[Raw data]

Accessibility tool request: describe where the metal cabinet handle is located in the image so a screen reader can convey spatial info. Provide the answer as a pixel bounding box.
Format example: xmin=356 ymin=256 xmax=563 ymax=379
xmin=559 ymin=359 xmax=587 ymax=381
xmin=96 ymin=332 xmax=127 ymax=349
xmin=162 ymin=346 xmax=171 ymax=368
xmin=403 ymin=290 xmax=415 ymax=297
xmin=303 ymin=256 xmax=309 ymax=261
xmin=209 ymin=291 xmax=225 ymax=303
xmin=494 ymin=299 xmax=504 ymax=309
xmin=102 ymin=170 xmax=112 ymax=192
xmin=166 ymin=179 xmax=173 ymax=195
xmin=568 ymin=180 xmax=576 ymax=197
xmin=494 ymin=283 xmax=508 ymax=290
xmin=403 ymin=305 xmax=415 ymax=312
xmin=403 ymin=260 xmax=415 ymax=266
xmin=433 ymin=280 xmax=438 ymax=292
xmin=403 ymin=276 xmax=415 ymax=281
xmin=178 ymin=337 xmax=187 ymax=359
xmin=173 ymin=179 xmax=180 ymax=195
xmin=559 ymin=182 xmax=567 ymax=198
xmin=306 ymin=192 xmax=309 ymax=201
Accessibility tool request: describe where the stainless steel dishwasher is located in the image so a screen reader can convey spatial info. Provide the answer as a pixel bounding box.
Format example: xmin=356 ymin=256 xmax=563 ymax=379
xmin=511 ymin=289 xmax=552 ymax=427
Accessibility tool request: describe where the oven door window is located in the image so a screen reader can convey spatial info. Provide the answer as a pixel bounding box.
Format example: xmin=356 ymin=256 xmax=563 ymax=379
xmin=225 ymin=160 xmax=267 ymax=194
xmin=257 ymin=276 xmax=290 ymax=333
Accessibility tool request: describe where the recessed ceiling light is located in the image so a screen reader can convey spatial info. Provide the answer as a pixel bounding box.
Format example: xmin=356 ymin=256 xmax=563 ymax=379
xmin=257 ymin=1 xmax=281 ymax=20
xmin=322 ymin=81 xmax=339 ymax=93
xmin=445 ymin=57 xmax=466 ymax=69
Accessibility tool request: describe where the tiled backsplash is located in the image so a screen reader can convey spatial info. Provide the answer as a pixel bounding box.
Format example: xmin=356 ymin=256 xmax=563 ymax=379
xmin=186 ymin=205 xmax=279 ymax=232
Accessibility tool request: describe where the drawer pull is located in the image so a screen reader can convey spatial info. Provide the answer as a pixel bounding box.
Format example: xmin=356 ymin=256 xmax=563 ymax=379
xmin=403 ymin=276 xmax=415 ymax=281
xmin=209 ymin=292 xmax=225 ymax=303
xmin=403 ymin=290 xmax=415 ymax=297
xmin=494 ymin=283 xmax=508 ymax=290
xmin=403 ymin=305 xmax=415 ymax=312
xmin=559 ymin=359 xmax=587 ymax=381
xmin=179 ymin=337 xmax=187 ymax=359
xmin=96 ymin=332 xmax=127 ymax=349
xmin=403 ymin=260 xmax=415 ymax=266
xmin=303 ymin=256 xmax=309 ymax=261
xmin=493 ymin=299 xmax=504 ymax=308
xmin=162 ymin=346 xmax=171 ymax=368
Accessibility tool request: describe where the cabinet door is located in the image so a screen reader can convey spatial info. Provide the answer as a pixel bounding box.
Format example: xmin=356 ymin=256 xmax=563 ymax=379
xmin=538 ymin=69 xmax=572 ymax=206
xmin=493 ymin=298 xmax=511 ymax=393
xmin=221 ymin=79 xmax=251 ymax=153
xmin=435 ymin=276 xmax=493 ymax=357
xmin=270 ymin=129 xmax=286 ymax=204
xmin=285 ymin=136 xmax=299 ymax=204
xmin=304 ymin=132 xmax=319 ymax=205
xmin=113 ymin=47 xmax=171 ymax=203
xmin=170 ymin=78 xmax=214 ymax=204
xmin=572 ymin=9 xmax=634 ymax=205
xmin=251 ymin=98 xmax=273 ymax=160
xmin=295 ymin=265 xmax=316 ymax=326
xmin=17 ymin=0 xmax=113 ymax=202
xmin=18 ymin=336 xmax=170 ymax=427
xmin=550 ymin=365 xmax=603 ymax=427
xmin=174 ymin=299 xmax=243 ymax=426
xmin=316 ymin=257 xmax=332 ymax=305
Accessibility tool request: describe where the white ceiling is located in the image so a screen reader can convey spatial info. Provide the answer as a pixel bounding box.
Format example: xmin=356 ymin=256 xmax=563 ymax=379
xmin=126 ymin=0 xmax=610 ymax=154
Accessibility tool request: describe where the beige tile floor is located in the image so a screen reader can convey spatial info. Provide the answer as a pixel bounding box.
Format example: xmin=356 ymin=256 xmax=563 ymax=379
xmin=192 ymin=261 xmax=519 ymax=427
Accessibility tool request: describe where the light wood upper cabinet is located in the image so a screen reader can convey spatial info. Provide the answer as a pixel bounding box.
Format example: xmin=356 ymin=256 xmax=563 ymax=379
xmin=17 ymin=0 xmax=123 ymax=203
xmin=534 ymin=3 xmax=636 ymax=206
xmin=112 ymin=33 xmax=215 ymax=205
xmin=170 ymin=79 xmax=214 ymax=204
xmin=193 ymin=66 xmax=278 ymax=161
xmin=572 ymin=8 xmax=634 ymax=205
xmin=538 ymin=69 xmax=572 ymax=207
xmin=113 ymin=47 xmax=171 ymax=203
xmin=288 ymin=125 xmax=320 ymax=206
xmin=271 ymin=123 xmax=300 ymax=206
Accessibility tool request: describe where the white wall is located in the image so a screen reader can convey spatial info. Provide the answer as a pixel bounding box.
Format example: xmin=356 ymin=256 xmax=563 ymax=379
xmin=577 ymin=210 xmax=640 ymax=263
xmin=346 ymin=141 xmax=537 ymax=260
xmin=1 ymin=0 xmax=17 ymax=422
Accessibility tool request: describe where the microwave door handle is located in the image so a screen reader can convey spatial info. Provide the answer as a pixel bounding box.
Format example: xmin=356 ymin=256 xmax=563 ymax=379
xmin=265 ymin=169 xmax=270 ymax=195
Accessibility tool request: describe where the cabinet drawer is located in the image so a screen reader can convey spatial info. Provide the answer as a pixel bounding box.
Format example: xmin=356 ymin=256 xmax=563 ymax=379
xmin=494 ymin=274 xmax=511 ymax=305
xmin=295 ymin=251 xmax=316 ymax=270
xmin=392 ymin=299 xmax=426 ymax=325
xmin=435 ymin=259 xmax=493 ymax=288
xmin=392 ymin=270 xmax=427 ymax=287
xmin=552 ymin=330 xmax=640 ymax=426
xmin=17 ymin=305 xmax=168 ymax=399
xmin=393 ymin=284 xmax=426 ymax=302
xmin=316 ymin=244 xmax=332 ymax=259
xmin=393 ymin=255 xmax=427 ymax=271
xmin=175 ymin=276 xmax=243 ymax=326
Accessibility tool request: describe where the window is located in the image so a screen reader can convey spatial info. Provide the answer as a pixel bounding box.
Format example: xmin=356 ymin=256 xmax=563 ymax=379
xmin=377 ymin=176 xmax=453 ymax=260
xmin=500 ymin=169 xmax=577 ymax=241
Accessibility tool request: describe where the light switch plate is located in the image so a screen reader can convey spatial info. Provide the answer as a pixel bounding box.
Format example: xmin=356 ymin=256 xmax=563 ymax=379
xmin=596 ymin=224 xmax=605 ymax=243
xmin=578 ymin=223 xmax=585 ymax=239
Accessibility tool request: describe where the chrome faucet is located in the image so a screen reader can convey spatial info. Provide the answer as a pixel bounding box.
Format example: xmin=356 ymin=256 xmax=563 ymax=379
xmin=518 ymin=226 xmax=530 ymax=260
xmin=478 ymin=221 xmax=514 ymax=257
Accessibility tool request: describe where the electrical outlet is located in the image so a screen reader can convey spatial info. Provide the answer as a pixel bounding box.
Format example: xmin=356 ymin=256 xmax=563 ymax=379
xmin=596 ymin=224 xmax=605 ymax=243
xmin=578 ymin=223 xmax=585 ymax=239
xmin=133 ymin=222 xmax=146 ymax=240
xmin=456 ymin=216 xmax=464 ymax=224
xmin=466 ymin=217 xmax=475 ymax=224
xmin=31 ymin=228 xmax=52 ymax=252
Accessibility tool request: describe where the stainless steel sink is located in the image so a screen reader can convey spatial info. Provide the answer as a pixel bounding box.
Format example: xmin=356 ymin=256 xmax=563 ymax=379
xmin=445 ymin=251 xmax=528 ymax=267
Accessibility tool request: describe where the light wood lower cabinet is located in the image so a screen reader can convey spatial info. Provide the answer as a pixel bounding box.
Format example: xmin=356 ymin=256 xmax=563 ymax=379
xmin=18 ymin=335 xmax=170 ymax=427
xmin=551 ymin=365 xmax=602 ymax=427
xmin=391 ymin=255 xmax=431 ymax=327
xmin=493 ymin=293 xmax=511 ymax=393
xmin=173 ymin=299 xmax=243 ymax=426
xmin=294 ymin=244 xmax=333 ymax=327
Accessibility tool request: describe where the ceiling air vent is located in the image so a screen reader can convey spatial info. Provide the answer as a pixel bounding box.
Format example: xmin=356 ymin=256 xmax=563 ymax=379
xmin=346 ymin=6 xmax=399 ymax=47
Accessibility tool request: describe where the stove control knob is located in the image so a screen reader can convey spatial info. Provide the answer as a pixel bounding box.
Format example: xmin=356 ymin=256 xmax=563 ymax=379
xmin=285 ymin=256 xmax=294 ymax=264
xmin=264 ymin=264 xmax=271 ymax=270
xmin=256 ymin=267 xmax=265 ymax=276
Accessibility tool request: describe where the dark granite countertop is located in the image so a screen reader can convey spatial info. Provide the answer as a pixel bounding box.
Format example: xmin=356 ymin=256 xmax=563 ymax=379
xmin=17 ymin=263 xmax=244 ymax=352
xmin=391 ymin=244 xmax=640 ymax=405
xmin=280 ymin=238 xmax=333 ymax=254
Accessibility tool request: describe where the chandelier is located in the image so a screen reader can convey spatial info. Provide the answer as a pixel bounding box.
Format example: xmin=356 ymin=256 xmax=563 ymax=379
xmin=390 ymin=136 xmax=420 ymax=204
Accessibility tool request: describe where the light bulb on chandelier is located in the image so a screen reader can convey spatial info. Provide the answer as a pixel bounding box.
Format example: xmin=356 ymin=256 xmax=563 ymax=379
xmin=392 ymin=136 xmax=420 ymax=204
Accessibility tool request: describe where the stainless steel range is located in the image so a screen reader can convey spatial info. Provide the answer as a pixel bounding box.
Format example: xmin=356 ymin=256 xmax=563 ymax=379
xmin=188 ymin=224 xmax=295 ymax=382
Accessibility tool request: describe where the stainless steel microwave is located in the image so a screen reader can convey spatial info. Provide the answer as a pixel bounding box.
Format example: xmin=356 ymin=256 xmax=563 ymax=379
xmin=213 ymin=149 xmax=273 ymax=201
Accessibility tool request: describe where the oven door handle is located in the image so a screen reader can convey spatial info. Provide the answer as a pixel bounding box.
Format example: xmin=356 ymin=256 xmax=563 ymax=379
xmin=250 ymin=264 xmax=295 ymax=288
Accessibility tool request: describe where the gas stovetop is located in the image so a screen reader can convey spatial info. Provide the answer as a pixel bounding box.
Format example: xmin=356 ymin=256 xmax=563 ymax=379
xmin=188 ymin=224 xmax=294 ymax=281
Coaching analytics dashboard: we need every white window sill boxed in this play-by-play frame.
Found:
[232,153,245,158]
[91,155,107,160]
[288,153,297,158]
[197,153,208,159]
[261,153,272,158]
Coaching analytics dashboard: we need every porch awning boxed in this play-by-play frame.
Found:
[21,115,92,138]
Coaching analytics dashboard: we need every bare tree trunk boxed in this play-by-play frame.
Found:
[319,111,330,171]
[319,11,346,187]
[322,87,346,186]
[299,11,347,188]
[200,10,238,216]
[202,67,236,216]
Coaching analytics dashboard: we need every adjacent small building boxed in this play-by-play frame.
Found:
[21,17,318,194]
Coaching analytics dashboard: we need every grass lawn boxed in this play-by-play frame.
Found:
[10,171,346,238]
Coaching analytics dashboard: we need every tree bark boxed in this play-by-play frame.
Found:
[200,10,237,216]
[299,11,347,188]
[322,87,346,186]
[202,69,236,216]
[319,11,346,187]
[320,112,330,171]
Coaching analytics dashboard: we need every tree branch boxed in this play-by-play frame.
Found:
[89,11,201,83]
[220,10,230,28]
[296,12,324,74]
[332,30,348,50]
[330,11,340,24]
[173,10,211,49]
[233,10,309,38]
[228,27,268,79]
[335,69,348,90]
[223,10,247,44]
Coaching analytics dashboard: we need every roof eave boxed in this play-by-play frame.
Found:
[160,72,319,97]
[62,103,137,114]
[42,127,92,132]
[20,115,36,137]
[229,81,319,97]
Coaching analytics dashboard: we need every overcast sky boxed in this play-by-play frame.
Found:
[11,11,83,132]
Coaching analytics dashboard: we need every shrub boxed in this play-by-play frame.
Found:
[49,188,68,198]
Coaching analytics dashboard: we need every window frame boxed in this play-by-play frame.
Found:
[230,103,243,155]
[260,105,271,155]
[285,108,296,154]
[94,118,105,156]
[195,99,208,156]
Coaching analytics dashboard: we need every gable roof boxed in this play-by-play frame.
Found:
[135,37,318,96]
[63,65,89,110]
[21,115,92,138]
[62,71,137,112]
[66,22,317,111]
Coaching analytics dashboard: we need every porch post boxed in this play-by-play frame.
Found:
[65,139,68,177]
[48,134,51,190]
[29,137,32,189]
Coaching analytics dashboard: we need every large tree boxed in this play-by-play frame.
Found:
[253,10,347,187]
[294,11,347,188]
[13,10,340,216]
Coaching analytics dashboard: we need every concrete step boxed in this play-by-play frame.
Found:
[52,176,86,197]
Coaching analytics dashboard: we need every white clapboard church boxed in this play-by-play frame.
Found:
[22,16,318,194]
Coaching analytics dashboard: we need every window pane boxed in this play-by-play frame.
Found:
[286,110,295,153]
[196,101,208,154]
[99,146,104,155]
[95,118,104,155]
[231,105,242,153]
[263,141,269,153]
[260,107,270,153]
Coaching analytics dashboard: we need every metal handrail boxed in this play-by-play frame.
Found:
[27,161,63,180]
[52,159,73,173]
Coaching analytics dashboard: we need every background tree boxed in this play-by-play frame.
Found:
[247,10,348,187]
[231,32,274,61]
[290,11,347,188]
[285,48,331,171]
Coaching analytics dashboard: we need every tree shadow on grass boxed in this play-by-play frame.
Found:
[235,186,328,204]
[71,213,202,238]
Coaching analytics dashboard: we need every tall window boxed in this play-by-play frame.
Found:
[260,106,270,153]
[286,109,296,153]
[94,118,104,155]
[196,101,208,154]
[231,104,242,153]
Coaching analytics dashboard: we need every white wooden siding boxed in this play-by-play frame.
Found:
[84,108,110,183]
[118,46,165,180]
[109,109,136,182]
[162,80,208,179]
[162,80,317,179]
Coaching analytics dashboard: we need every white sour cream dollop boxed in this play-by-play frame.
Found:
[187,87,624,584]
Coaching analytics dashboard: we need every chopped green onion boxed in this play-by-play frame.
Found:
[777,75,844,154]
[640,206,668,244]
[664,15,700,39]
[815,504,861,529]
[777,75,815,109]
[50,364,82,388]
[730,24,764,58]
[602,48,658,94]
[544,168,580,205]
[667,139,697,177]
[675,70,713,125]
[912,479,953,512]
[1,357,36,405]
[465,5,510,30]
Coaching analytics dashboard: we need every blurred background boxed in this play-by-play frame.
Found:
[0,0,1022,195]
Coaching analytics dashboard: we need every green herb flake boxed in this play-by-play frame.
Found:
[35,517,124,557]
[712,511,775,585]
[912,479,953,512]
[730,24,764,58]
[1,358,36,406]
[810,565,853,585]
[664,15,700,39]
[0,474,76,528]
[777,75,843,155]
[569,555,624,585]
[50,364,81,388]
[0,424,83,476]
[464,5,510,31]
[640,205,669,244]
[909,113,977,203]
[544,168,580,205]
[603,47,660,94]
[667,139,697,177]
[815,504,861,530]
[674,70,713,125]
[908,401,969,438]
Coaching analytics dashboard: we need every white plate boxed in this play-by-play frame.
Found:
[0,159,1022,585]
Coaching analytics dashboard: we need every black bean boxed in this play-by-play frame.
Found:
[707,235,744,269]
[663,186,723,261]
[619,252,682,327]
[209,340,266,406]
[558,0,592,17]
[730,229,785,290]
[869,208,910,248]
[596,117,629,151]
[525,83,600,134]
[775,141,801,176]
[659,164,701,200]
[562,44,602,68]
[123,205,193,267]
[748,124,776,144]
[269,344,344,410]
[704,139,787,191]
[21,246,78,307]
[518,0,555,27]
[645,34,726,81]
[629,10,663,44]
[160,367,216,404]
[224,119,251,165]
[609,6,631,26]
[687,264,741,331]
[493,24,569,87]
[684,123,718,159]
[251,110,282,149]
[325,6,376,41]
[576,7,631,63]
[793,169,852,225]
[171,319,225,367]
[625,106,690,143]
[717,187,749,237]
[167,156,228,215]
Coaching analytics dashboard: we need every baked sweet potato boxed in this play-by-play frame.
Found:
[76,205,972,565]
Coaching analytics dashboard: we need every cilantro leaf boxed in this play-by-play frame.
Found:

[/Raw data]

# Work instruction:
Show the lines above that have the word "grass".

# Written answer:
Coaching analytics dashboard: we need every grass lawn boxed in this play-by-play frame.
Coaching analytics dashboard: we need every tree shadow on grass boxed in this play-by-play frame.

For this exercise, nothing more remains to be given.